#### INSTRUCTIONS TO FOLLOW
Below are some records; return each one exactly.

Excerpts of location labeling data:
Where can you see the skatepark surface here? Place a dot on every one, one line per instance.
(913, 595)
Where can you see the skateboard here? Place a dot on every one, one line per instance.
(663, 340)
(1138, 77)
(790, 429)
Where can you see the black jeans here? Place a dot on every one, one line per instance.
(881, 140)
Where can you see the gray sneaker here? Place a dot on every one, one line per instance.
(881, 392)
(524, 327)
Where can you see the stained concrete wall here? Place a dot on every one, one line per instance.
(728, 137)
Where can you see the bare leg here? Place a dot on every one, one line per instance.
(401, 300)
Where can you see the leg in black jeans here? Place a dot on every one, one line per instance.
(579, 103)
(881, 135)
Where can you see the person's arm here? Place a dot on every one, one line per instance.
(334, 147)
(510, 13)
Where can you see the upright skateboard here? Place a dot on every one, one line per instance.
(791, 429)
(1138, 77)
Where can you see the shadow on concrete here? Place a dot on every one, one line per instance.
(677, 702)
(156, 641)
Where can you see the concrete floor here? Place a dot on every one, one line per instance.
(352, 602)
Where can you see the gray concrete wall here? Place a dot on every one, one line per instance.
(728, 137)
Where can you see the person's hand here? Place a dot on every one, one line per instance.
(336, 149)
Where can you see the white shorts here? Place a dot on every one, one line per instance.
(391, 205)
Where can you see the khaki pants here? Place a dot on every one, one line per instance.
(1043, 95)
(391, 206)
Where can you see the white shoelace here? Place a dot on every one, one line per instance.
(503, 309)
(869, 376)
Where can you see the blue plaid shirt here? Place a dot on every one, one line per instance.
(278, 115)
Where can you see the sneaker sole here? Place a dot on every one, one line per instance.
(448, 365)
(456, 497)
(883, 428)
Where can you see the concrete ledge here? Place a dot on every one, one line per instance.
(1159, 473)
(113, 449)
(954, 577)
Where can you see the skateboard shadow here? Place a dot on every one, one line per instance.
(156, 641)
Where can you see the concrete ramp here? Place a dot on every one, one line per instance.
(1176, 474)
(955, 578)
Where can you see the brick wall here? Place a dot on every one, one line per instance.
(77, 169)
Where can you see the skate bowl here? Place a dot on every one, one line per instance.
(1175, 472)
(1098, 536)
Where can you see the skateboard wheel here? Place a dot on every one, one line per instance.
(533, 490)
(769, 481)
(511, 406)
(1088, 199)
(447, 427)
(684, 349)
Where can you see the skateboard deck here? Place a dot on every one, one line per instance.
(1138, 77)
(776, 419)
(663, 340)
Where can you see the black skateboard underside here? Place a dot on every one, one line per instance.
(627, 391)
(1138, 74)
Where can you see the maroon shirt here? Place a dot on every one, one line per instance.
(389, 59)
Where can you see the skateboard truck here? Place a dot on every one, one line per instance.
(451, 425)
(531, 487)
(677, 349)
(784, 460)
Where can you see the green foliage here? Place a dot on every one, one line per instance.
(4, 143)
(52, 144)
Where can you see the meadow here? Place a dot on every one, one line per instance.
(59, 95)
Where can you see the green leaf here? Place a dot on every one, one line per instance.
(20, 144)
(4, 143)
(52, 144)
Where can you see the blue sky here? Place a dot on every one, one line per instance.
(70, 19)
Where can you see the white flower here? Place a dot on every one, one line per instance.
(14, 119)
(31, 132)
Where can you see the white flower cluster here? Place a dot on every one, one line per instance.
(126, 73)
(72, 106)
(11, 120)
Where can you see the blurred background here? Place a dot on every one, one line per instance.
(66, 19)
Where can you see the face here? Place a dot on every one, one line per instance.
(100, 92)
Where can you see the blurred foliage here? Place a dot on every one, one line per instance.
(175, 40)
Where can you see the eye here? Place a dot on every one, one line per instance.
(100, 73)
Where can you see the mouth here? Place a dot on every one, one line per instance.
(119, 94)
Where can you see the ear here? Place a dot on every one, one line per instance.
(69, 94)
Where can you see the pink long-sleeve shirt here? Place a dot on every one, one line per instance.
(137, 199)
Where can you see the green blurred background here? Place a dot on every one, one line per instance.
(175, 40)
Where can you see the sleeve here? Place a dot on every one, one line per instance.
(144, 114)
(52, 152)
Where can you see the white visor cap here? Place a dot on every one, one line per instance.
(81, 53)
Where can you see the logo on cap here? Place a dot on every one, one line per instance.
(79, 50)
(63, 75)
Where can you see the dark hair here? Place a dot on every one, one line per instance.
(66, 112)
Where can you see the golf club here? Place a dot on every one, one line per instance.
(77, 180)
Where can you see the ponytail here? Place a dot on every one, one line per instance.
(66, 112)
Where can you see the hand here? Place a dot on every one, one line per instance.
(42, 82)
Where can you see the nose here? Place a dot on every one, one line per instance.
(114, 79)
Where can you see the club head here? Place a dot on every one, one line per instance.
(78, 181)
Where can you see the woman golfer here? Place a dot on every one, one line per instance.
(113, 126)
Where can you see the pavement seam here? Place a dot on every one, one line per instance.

#### SOLUTION FOR THIS PROBLEM
Where can you see the skatepark surface here? Place a dot on every one, one line per instance.
(913, 595)
Where can you see the skateboard here? Place a dot on every one, one line per instance.
(663, 340)
(1138, 77)
(790, 429)
Where can you see the black jeans here? Place a dot on every one, one line per instance.
(881, 140)
Where can you see the gray sneaker here? Place a dot on every one, one line per instance.
(881, 392)
(524, 327)
Where can you see the stained concrete wall here? Place a dot on every one, one line per instance.
(728, 137)
Where can you see the bare leg here? Place a dot on every one, one line per instance.
(401, 300)
Where can you see the leg in black jeans here? Place a dot on every one, one line per instance.
(579, 103)
(881, 135)
Where can you see the person's arm here? Place a dot on every one, one line per instance.
(334, 147)
(510, 13)
Where can you see the upright skateboard here? Place a dot on every one, one line per instance.
(791, 429)
(1138, 77)
Where can you see the shadow on concrete here? Place a dot on every one, one line per instance.
(677, 702)
(156, 641)
Where can you see the concrete floor here? Place a dot on every one, one line per instance.
(352, 602)
Where can you see the gray concrete wall here? Place a dot on every one, one line per instance.
(728, 137)
Where can you see the person's hand here? Place a dot on every one, one line per instance.
(336, 149)
Where can you see the white shorts here? Place a dot on every one, one line per instance.
(391, 205)
Where can you see the khaki pants here? Place a dot on every one, one line per instance.
(1043, 95)
(391, 206)
Where can you see the white shoelace here? Place a dot on every one, one line per instance.
(503, 309)
(869, 376)
Where can you see the blue plaid shirt here? Place a dot on every one, one line per instance.
(278, 115)
Where can you see the sneaker sole here? Place a dot on every one, one line per instance.
(448, 365)
(456, 497)
(883, 428)
Where can you see the concrete ledge here? Place a dot on every one, one line per instance.
(1159, 473)
(113, 449)
(954, 577)
Where can you see the skateboard shadow here? Place a dot on every one, one line per instance.
(156, 641)
Where can you see the concrete ramp here? Place a dot on every one, one line per instance.
(1176, 474)
(955, 578)
Where can you see the brick wall here? Place a dot on every one, one line per instance.
(77, 169)
Where can you see the skate bowl here? Place a dot on every one, one line per instance.
(1175, 472)
(1098, 536)
Where can you see the skateboard wheel here? Place a dot on every one, one line per instance.
(533, 490)
(769, 481)
(511, 406)
(1088, 199)
(447, 427)
(684, 349)
Where can you see the skateboard deck here? Place a dot on every one, one line per instance.
(1138, 77)
(776, 419)
(663, 340)
Where can you see the black skateboard underside here? Place a dot on every one, one line per instance.
(627, 391)
(1138, 74)
Where can you see the maroon shirt here? Place a dot on every one, one line per instance.
(389, 59)
Where can you see the skateboard truck here? Place a dot on every one, one line per instance.
(451, 425)
(531, 487)
(677, 349)
(784, 460)
Where can you see the green foliage here? Place a dot on every one, one line per instance.
(4, 143)
(52, 144)
Where can you see the meadow here? Place a dot on every one, one line per instance.
(59, 95)
Where can you see the green leaf here? Place a dot on every one, one line per instance.
(20, 144)
(4, 143)
(52, 144)
Where can you see the blue sky here? Place a dot on every one, one line per instance.
(70, 19)
Where can you see the white flower here? Place a dot on every one, one line per instance.
(14, 119)
(31, 132)
Where can you see the white flower cluster here? Place a dot on every one, one line per instance.
(126, 73)
(72, 106)
(11, 120)
Where can you see the blurred background here? Place a dot on every one, one line per instance.
(66, 19)
Where can you see the face here? Place a dot on every one, one line per instance.
(100, 92)
Where can you see the blurred foliage here? Place a dot on every one, one line per instance.
(175, 40)
Where can you see the eye here? Place a dot on every one, one line per instance.
(100, 73)
Where can you see the mouth here? Place a dot on every one, one line per instance.
(119, 94)
Where can you see the ear here? Place a dot on every one, one line per instance.
(69, 94)
Where can you see the pink long-sleeve shirt here? Place a dot on every one, one line per instance.
(137, 199)
Where can you see the green blurred background here? Place a dot on every one, one line per instance.
(175, 40)
Where can you see the sleeve here? Place a dot on every one, one line per instance.
(144, 114)
(52, 152)
Where can you see the white visor cap here? Place a dot on every one, one line per instance.
(81, 53)
Where can you see the logo on cap here? Place a dot on every one, one line per instance.
(79, 50)
(63, 75)
Where can you see the dark hair here? Place a dot on every one, one line per instance.
(66, 112)
Where can you see the golf club here? Place a dot on every one, one line per instance.
(77, 180)
Where can you see the ponytail here? Place a dot on every one, one line per instance.
(66, 112)
Where can you see the hand here? Place a dot on every one, one line per instance.
(42, 82)
Where can you see the nose here? Place a dot on every one, one line per instance.
(114, 79)
Where can you see the club head here? Place a dot on every one, one line per instance.
(78, 181)
Where can you see the woman golfer here? Place a dot on every one, one line per instance.
(113, 126)
Where can you see the pavement seam here? Place a dot on every one, one line per instance.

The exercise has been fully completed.